As a general rule, I am quite open to doing things that will make me healthier; if there is a reasonable amount of evidence that something will make me live longer, I’m certainly going to consider it. Obviously, I don’t jump on every bandwagon out there (some are too expensive, some don’t really have enough evidence behind them, some I tried and just didn’t get on with), but some things have stuck. I have, for example, decided that there is enough evidence now against red and processed meats that I have severely limited them in my diet; this is the sort of dietary advice I quite like… not doing/eating something is usually a lot cheaper than doing/eating something new.

Stored data:
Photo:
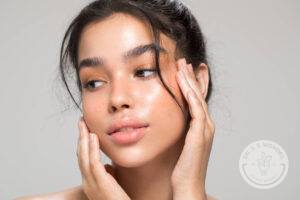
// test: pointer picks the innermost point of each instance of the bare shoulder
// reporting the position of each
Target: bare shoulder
(74, 193)
(209, 197)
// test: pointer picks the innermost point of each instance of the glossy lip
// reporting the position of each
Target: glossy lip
(126, 123)
(128, 137)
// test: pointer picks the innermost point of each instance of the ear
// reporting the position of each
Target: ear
(202, 75)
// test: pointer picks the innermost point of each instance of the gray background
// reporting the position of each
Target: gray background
(254, 51)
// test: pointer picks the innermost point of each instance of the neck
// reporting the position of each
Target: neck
(153, 179)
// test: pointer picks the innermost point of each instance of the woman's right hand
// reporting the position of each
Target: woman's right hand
(98, 181)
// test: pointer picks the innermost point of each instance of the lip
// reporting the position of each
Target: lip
(126, 123)
(129, 136)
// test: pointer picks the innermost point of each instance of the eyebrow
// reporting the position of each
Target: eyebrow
(135, 52)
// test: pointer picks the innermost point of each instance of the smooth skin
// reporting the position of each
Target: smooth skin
(182, 175)
(187, 182)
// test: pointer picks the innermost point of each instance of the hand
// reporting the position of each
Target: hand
(98, 181)
(188, 176)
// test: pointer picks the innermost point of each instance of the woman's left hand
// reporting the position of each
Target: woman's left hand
(188, 176)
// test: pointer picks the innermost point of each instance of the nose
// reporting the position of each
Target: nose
(120, 96)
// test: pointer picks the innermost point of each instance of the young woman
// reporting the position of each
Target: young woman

• _WHAT IS EXPECTED_:
Decide whether each statement below agrees with the passage on healthy habits, answering yes or no and quoting the words of the passage that settle it.
1. The writer has cut back sharply on red and processed meats.
2. The writer takes up every new health trend that appears.
3. The writer finds that dropping something from a diet usually costs more than adding something new.

• _OUTPUT_:
1. Yes: "I have severely limited them in my diet"
2. No: "Obviously, I don’t jump on every bandwagon out there"
3. No: "not doing/eating something is usually a lot cheaper than doing/eating something new"